● **WRITTEN INSTRUCTION**: List every row below as a numbered list, with blank lines left out. Leave the pictures out of your answer.

● **RECORDS PROVIDED**:
[BEGIN]
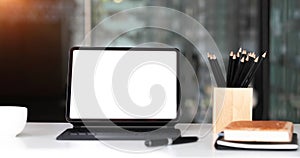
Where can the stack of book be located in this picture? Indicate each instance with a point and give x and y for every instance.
(258, 135)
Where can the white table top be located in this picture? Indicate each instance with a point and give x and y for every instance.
(39, 140)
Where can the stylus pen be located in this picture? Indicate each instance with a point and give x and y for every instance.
(169, 141)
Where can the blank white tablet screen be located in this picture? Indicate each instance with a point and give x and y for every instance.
(122, 84)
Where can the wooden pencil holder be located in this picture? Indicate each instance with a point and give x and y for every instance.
(231, 104)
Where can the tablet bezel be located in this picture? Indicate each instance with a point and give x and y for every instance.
(121, 122)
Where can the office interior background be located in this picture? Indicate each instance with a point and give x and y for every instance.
(35, 37)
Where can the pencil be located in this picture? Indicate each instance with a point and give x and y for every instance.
(244, 83)
(238, 72)
(250, 78)
(229, 69)
(219, 72)
(244, 71)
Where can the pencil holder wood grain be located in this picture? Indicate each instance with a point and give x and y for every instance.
(231, 104)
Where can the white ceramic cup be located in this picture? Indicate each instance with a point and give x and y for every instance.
(12, 120)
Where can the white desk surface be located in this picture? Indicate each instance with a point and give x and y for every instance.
(38, 140)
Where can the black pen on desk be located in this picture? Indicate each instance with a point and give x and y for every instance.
(170, 141)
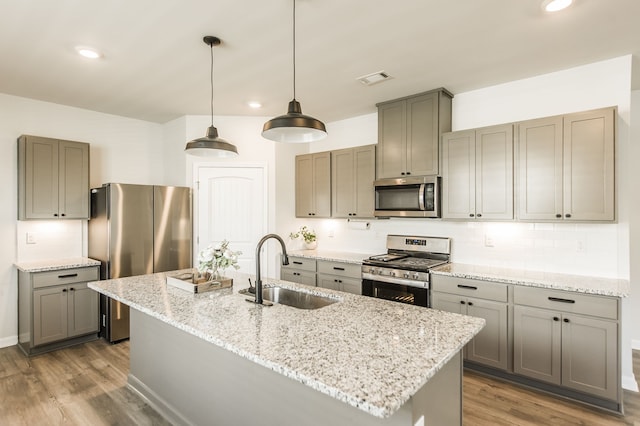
[END]
● **OUTPUT FOR THIS TASK**:
1. Where can the stack of book be located in this picture? Indicate each instance with a point and give x and y for every instance.
2. (258, 135)
3. Where can the white table top be located in this picture? Indicate each instance with a point and give x and y for every instance.
4. (39, 140)
5. Where can the stylus pen be located in this picture? Indicate each instance with a point and give x and y for every instance.
6. (169, 141)
7. Where can the blank white tablet screen be located in this picture? Indicate each instance with a point and give x and y for every instance.
8. (122, 84)
9. Where can the wooden pencil holder be located in this picture? Indicate each instance with a point and give x and y for every instance.
10. (231, 104)
11. Where can the tablet bezel be located in this picture? Indicate each instance with a point and give x and y for every instance.
12. (121, 122)
13. Where can the office interior background be located in this picture? Indicate each instance with a point and give x and y for every instance.
14. (35, 37)
15. Where can the pencil be located in this picture? Indicate each instance with a point and give x and y for every instance.
16. (244, 83)
17. (238, 72)
18. (250, 78)
19. (229, 69)
20. (219, 72)
21. (244, 71)
22. Where can the pencil holder wood grain be located in this picture? Indicate each instance with a point and give x and y for every instance.
23. (231, 104)
24. Where can the white ceramic cup be located in this picture? Indicate each instance with a point and give x and y for every instance.
25. (12, 120)
26. Where can the white desk surface be located in this picture? Indicate each instance with a point and give x and y for every instance.
27. (38, 140)
28. Where can the black pen on desk be located in this picture? Indicate each instance with a point and give x and y for every instance.
29. (170, 141)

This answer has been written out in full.